─── Supplied data

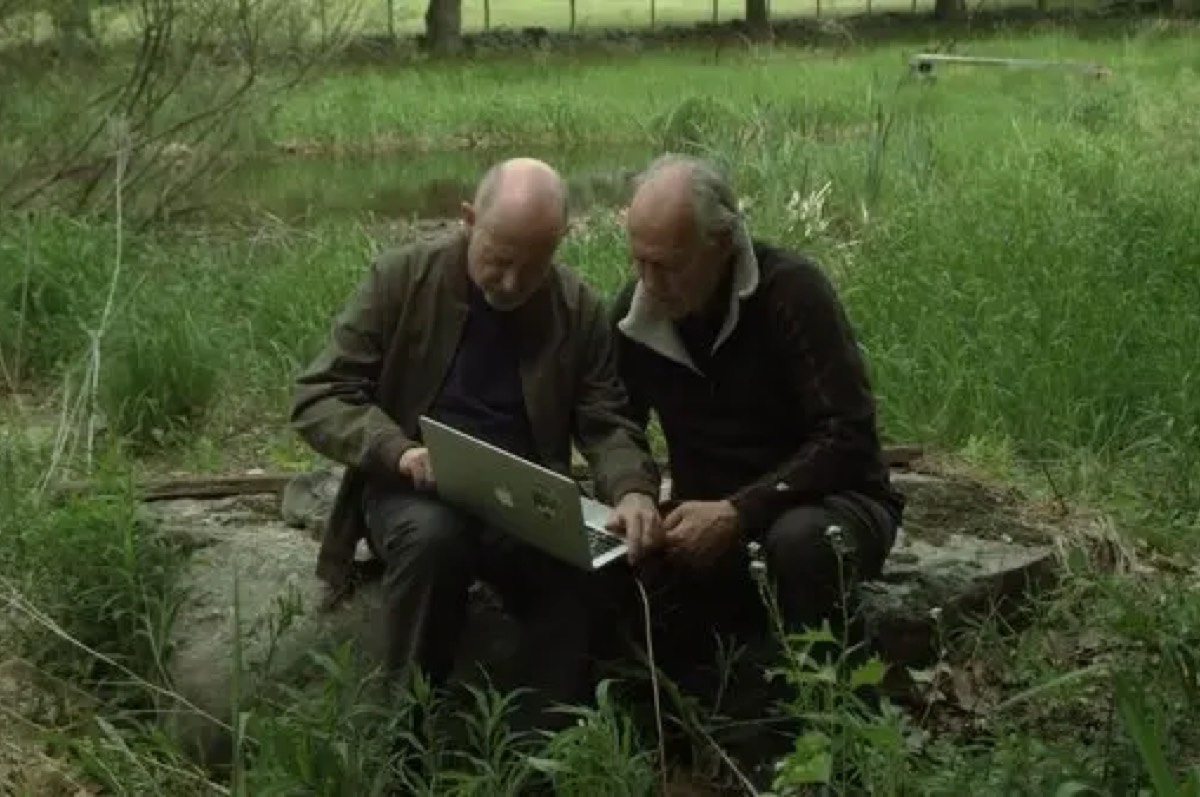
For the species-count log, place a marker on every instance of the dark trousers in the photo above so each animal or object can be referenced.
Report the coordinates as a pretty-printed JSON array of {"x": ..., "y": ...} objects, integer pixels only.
[
  {"x": 433, "y": 552},
  {"x": 813, "y": 575}
]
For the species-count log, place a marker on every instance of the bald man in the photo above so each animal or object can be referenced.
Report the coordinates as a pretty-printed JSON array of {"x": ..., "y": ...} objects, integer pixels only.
[
  {"x": 745, "y": 354},
  {"x": 486, "y": 333}
]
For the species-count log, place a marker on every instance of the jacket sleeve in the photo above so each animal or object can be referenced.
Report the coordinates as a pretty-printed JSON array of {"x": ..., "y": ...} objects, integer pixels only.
[
  {"x": 828, "y": 381},
  {"x": 335, "y": 407},
  {"x": 609, "y": 436}
]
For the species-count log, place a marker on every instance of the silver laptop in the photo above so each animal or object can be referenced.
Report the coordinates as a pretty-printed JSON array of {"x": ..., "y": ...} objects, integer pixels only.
[{"x": 533, "y": 503}]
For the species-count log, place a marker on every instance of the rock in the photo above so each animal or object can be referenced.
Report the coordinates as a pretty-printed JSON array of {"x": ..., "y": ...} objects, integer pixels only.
[
  {"x": 246, "y": 562},
  {"x": 309, "y": 498},
  {"x": 965, "y": 546},
  {"x": 965, "y": 549}
]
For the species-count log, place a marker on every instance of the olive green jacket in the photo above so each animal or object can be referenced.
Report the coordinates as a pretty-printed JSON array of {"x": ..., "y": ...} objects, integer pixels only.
[{"x": 358, "y": 403}]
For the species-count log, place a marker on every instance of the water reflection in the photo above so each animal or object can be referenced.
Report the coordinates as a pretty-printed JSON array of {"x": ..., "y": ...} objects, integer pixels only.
[{"x": 420, "y": 185}]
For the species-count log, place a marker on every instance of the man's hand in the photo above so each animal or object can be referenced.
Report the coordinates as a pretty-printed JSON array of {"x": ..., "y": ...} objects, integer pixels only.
[
  {"x": 636, "y": 517},
  {"x": 414, "y": 463},
  {"x": 701, "y": 529}
]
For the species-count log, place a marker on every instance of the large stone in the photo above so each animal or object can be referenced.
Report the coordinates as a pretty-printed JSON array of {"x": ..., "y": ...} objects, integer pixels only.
[
  {"x": 250, "y": 567},
  {"x": 965, "y": 547}
]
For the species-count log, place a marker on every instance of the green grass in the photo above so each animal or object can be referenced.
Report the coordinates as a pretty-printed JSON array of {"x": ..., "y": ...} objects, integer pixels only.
[
  {"x": 1018, "y": 251},
  {"x": 115, "y": 22}
]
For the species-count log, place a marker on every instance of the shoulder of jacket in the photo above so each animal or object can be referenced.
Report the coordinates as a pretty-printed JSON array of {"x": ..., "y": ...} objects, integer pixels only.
[
  {"x": 413, "y": 262},
  {"x": 575, "y": 292}
]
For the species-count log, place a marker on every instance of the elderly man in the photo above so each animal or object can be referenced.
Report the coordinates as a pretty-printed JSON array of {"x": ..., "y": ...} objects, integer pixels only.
[
  {"x": 745, "y": 354},
  {"x": 484, "y": 331}
]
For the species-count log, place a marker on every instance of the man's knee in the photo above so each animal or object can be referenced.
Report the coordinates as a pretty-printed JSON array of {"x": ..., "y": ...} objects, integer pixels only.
[
  {"x": 801, "y": 540},
  {"x": 420, "y": 531},
  {"x": 823, "y": 541}
]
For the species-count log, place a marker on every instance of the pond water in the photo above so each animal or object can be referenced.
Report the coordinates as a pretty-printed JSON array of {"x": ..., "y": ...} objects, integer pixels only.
[{"x": 409, "y": 185}]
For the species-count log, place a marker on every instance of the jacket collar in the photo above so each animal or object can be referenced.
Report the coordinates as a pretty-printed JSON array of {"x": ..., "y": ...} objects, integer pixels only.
[{"x": 643, "y": 325}]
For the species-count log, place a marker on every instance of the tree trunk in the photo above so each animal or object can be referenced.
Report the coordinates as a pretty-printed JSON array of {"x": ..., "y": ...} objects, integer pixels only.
[
  {"x": 759, "y": 19},
  {"x": 948, "y": 9},
  {"x": 443, "y": 27}
]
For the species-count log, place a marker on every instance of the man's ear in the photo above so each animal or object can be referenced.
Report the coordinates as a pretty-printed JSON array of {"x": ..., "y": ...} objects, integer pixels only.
[{"x": 724, "y": 243}]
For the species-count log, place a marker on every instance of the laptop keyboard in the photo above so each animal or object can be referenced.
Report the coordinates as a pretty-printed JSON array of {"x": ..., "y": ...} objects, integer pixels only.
[{"x": 603, "y": 541}]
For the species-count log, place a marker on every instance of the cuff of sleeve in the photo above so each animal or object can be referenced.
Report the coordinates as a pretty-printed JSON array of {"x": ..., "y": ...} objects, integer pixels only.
[
  {"x": 757, "y": 507},
  {"x": 640, "y": 484}
]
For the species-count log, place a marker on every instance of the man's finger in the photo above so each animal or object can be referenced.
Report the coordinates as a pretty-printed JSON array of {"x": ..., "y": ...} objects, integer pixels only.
[{"x": 634, "y": 539}]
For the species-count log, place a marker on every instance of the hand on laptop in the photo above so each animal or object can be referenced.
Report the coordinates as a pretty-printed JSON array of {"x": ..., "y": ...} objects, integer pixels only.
[
  {"x": 702, "y": 531},
  {"x": 636, "y": 517},
  {"x": 414, "y": 463}
]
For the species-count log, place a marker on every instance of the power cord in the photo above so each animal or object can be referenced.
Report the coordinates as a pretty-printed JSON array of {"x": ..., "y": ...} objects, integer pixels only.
[{"x": 654, "y": 681}]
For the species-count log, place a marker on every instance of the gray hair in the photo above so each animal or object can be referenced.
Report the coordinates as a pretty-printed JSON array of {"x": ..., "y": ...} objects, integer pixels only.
[{"x": 713, "y": 201}]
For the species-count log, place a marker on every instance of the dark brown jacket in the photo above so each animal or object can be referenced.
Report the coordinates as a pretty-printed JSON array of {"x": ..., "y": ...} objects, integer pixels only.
[{"x": 360, "y": 400}]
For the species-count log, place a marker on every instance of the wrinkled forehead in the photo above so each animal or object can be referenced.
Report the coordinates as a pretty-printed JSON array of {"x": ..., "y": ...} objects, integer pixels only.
[{"x": 517, "y": 245}]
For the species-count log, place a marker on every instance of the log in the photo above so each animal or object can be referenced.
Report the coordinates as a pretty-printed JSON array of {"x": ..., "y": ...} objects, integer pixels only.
[{"x": 227, "y": 486}]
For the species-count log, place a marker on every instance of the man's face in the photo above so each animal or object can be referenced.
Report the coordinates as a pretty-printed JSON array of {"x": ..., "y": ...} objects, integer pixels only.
[
  {"x": 679, "y": 270},
  {"x": 508, "y": 265}
]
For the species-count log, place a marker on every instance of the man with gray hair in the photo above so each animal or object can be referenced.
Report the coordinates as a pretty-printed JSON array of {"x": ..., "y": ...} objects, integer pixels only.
[
  {"x": 747, "y": 357},
  {"x": 484, "y": 331}
]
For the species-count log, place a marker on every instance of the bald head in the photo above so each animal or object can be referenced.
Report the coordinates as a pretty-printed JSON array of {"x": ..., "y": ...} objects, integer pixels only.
[
  {"x": 514, "y": 227},
  {"x": 684, "y": 226},
  {"x": 522, "y": 191}
]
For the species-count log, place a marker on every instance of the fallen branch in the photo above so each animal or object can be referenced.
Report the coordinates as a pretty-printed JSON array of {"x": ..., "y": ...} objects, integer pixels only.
[{"x": 225, "y": 486}]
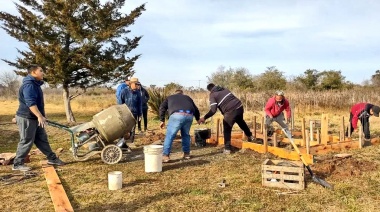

──────

• [Directive]: Pull out each line of the records above that contains the string "sleeve", and list those lines.

• [Finished task]:
For the species-count log, place a marker on every instance of the jacket sleeve in the photo above so each animal or object can be referenced.
For the species-count log, place a marker on every instance of the cuff of sleeve in the photo above so each animal or object can be referenced.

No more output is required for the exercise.